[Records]

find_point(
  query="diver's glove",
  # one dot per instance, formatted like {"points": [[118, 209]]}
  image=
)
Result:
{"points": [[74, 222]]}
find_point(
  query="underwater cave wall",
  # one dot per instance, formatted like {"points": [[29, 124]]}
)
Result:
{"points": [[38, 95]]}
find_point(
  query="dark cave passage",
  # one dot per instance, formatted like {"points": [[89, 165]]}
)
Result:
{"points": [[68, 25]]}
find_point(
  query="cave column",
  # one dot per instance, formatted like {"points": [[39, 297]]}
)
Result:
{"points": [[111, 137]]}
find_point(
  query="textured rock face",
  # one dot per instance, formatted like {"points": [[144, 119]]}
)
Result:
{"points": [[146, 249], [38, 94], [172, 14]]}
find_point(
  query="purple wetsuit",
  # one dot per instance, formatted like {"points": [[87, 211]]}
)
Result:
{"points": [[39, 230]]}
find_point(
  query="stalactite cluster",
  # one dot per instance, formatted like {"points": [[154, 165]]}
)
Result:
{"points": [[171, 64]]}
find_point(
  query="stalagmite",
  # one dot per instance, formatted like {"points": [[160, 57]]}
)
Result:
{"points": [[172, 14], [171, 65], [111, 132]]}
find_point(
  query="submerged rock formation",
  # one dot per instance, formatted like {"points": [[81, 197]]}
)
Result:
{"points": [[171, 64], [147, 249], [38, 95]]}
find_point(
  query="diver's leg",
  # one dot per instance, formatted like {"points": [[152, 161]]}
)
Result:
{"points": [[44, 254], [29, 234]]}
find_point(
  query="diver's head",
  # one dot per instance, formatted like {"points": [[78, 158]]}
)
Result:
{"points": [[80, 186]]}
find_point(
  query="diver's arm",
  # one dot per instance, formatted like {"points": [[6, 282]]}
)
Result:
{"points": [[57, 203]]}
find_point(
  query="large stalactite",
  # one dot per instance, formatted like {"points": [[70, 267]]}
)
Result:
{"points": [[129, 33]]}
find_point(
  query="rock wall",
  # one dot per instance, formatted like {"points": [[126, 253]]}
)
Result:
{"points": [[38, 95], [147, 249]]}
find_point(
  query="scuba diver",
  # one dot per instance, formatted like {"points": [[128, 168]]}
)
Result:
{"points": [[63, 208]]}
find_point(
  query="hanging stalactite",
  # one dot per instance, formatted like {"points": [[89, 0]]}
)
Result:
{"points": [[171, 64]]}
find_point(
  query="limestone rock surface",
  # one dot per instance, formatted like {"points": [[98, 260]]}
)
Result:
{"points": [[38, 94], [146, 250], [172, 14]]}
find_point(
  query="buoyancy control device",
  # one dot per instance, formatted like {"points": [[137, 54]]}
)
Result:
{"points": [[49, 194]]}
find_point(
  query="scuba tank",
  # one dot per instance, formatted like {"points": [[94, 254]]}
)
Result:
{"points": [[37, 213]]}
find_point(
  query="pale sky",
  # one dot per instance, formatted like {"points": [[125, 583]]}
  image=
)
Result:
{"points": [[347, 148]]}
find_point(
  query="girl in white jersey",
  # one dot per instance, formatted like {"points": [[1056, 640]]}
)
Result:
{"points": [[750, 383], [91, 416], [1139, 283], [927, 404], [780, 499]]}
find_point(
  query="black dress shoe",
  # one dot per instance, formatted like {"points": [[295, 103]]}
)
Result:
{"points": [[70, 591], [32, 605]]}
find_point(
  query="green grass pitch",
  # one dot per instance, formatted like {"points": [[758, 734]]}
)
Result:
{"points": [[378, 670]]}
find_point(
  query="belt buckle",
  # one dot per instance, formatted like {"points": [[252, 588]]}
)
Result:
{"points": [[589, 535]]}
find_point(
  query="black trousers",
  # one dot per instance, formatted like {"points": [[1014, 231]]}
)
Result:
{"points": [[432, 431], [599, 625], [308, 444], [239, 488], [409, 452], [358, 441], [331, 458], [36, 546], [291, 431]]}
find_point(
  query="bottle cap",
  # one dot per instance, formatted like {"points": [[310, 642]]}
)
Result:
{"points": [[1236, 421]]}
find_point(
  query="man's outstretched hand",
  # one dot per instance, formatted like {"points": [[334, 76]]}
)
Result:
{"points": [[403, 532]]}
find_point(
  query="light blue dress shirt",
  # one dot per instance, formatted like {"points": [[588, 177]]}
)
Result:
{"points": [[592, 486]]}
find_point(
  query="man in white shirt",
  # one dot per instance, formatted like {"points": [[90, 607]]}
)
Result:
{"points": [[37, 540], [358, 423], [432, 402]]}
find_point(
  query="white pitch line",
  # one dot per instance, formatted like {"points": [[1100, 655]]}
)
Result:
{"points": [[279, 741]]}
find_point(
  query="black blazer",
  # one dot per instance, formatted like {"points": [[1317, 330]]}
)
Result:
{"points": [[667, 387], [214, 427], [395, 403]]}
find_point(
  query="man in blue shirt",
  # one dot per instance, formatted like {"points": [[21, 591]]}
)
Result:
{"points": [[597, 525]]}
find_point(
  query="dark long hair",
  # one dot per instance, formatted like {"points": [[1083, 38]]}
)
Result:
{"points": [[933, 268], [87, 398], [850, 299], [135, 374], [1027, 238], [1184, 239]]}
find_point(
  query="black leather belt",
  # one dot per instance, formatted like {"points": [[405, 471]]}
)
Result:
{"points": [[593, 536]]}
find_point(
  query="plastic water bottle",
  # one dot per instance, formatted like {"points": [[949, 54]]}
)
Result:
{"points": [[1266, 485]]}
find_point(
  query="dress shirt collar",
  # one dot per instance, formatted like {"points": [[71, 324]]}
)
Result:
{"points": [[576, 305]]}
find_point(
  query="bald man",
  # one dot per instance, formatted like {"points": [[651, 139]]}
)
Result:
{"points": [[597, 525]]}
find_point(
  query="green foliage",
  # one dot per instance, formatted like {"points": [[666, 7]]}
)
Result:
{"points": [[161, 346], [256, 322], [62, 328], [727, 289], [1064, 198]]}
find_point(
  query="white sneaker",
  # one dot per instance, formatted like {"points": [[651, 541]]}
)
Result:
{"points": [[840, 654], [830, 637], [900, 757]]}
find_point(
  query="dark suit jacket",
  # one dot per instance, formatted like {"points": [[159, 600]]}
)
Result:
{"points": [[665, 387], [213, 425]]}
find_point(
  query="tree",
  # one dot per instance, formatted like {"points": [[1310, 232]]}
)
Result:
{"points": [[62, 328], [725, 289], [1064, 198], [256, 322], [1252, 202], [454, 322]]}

### Directive
Quote each line above in full, word for word.

### Answer to this task
find_point(
  query="diver's glove",
  # one dot per instance, formatted like {"points": [[118, 209]]}
  image=
)
Result:
{"points": [[74, 222]]}
find_point(
  query="underwater cave wall",
  # one dot per instance, formatted like {"points": [[29, 124]]}
)
Result:
{"points": [[38, 95]]}
find_point(
  query="dark cave passage",
  # one dot per instance, formatted like {"points": [[89, 165]]}
)
Result:
{"points": [[68, 25]]}
find_point(
  query="cave column",
  # one dot per instance, formatted like {"points": [[39, 297]]}
)
Result:
{"points": [[111, 137]]}
find_point(
  query="textured rock face",
  # one dot per instance, formatted like {"points": [[144, 119]]}
)
Result:
{"points": [[146, 249], [38, 94], [172, 14]]}
find_point(
  query="purple wetsuit",
  # one dot per instance, formatted like {"points": [[87, 211]]}
)
Result:
{"points": [[39, 230]]}
find_point(
  query="stalactite cluster",
  # one dot per instance, formatted like {"points": [[154, 165]]}
)
Result:
{"points": [[171, 64]]}
find_point(
  query="stalagmite",
  # one dot per instance, formatted like {"points": [[160, 57]]}
)
Result:
{"points": [[172, 14], [171, 65], [111, 132]]}
find_point(
  query="submerged rock formation",
  # one dot per instance, formatted like {"points": [[81, 197]]}
)
Result:
{"points": [[171, 64], [147, 249], [38, 95]]}
find_point(
  query="diver's leg",
  # one dot per instance, formatted like {"points": [[152, 161]]}
)
Result:
{"points": [[44, 254], [29, 234]]}
find_point(
  query="diver's head",
  # one dot per instance, formatted like {"points": [[78, 158]]}
)
Result:
{"points": [[80, 186]]}
find_point(
  query="diver's arm",
  # one dot per instance, formatted like {"points": [[6, 282]]}
)
Result:
{"points": [[57, 203]]}
find_point(
  query="large stalactite",
  # one dot per instance, formatted like {"points": [[70, 267]]}
)
Result:
{"points": [[129, 33]]}
find_point(
  query="rock wall",
  # one dot per instance, formatted like {"points": [[126, 253]]}
)
Result:
{"points": [[38, 95], [147, 249]]}
find_point(
  query="scuba diver",
  # one dot per instance, formatted like {"points": [[128, 168]]}
)
Result:
{"points": [[63, 208]]}
find_point(
  query="hanging stalactite",
  # one dot per instance, formatted like {"points": [[89, 0]]}
)
Result:
{"points": [[171, 64]]}
find_point(
  query="limestone rock surface",
  # one dot per instance, formatted like {"points": [[98, 260]]}
)
Result:
{"points": [[38, 94], [146, 250], [172, 14]]}
find_point(
  query="buoyancy control device",
  # one dot per instance, formatted like {"points": [[137, 54]]}
)
Result:
{"points": [[49, 194]]}
find_point(
  query="scuba tank",
  # one dot per instance, formatted like {"points": [[94, 254]]}
)
Result:
{"points": [[37, 213]]}
find_point(
  query="pale sky",
  # one dot per instance, formatted like {"points": [[125, 583]]}
  image=
)
Result:
{"points": [[347, 148]]}
find_point(
  query="girl in white jersey",
  # one dot per instance, formatted like {"points": [[1056, 640]]}
)
Result:
{"points": [[750, 383], [91, 416], [1139, 283], [927, 404], [780, 499]]}
find_point(
  query="black dress shoe",
  # one dot per instance, formatted like {"points": [[295, 103]]}
)
Result:
{"points": [[70, 591], [32, 605]]}
find_point(
  query="green grass pitch",
  # one dot per instance, formatted like {"points": [[758, 734]]}
)
Result:
{"points": [[378, 670]]}
find_point(
  query="belt buckle",
  # one dot per instance, formatted like {"points": [[252, 588]]}
)
Result:
{"points": [[589, 535]]}
find_point(
  query="black trousers",
  # one dot per instance, formatted like {"points": [[1014, 231]]}
)
Result:
{"points": [[432, 431], [599, 625], [308, 444], [239, 488], [409, 452], [358, 441], [331, 458], [36, 546], [291, 431]]}
find_point(
  query="bottle cap",
  # one dot per instance, formatted like {"points": [[310, 642]]}
)
Result:
{"points": [[1236, 421]]}
find_point(
  query="man's outstretched hand",
  # one dot per instance, formatted like {"points": [[334, 76]]}
)
Result:
{"points": [[403, 532]]}
find_point(
  query="light blue dress shirt",
  # one dot per instance, formatted like {"points": [[588, 177]]}
)
Result:
{"points": [[592, 486]]}
find_point(
  query="man in white shirt",
  # one dot per instance, formatted like {"points": [[90, 607]]}
)
Result:
{"points": [[37, 540], [358, 423], [432, 402]]}
find_point(
  query="white pitch line",
  # one dot per instance, formatted like {"points": [[1100, 655]]}
)
Result:
{"points": [[279, 741]]}
find_point(
  query="black blazer",
  # one dot per instance, formatted like {"points": [[1317, 330]]}
)
Result:
{"points": [[667, 387], [214, 427], [395, 403]]}
find_point(
  query="man in blue shirt",
  # one dot per instance, formatted like {"points": [[21, 591]]}
)
Result:
{"points": [[597, 525]]}
find_point(
  query="dark long hair",
  # one dot per instance, formatted like {"points": [[1083, 38]]}
)
Result:
{"points": [[933, 268], [87, 398], [850, 299], [135, 374], [1027, 238], [1184, 239]]}
find_point(
  query="black leather belt",
  # one dot per instance, formatted like {"points": [[405, 471]]}
)
Result:
{"points": [[593, 536]]}
find_point(
  query="plastic water bottle",
  # one dot per instance, formatted like {"points": [[949, 54]]}
)
Result:
{"points": [[1266, 485]]}
find_point(
  query="dress shirt collar",
  # one dot per instance, formatted like {"points": [[71, 324]]}
)
Result:
{"points": [[576, 305]]}
find_point(
  query="bald man",
  # one dot per instance, formatted like {"points": [[651, 139]]}
)
Result:
{"points": [[597, 525]]}
find_point(
  query="green foliage",
  # one dot per instance, formatted like {"points": [[666, 7]]}
)
Result:
{"points": [[161, 346], [256, 322], [62, 328], [727, 289], [1064, 198]]}
find_point(
  query="white sneaker",
  # one dot per instance, formatted like {"points": [[651, 541]]}
)
Result:
{"points": [[840, 654], [830, 637], [900, 757]]}
find_point(
  query="dark suit jacket",
  # one dot per instance, formatted like {"points": [[159, 600]]}
)
Result:
{"points": [[665, 387], [213, 425]]}
find_point(
  query="tree",
  # one dot per instance, formatted like {"points": [[1310, 232]]}
)
Result:
{"points": [[62, 328], [725, 289], [1064, 198], [256, 322], [1252, 202], [454, 322]]}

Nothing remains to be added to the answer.